WHAT TO PRODUCE: Set down exactly the lines below, starting at the one that contains "Target: white baseboard" and ending at the one that contains "Target: white base cabinet", with both of those lines included and nothing else.

---

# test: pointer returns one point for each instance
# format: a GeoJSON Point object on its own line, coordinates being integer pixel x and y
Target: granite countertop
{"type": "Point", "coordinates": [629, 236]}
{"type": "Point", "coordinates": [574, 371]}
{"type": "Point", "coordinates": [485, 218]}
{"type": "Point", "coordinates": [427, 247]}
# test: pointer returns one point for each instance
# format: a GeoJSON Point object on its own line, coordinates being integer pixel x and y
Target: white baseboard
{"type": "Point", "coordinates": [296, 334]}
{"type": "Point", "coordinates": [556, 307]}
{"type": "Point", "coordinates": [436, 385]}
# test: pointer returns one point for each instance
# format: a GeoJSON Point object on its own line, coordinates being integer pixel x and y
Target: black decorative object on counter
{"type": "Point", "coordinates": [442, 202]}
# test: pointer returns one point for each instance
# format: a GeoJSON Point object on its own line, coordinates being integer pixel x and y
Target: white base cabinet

---

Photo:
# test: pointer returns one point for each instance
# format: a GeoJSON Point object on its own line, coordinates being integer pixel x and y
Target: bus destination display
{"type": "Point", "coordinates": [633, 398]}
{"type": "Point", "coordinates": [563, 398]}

---

TASK RESULT:
Target: white baseboard
{"type": "Point", "coordinates": [296, 334]}
{"type": "Point", "coordinates": [556, 307]}
{"type": "Point", "coordinates": [436, 385]}
# test: pointer returns one point for each instance
# format: a GeoJSON Point object on its own line, coordinates being integer pixel x and y
Target: black decorative object on counter
{"type": "Point", "coordinates": [442, 202]}
# test: pointer returns one point for each instance
# format: a GeoJSON Point object on its own line, coordinates being integer pixel x and y
Target: white base cabinet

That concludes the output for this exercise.